═════ DATASET RECORDS
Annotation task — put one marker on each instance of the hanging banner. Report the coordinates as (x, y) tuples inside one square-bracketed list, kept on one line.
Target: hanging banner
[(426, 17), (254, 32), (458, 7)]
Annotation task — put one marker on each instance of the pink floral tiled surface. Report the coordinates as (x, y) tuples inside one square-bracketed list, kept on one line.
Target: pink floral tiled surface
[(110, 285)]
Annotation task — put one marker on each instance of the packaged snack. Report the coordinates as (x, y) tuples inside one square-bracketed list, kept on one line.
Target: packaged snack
══════════
═════ DATASET RECORDS
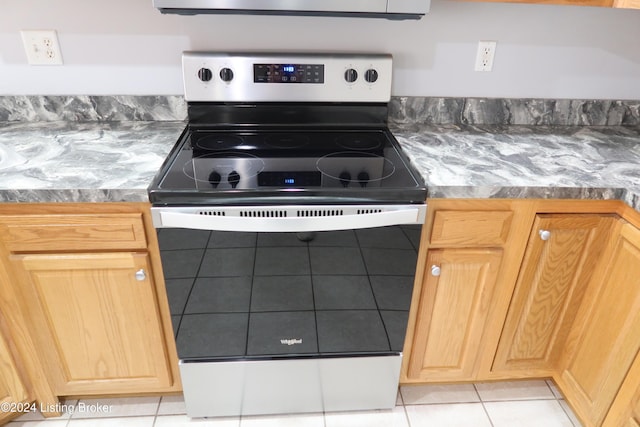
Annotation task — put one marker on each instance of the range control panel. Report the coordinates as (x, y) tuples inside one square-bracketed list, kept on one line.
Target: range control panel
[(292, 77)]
══════════
GIVEN PROBLEM:
Rewrite the material from the line containing "of the hanging" through the line containing "[(426, 17), (254, 32), (458, 7)]", swapping "banner" for "flag" and leaving everything else unchanged.

RESPONSE TO THIS TASK:
Annotation task — put one marker on each instance of the hanging flag. Report the coordinates as (x, y) tuples inside one square-bracketed list, kept on one line.
Target: hanging flag
[(426, 17), (254, 32), (458, 7)]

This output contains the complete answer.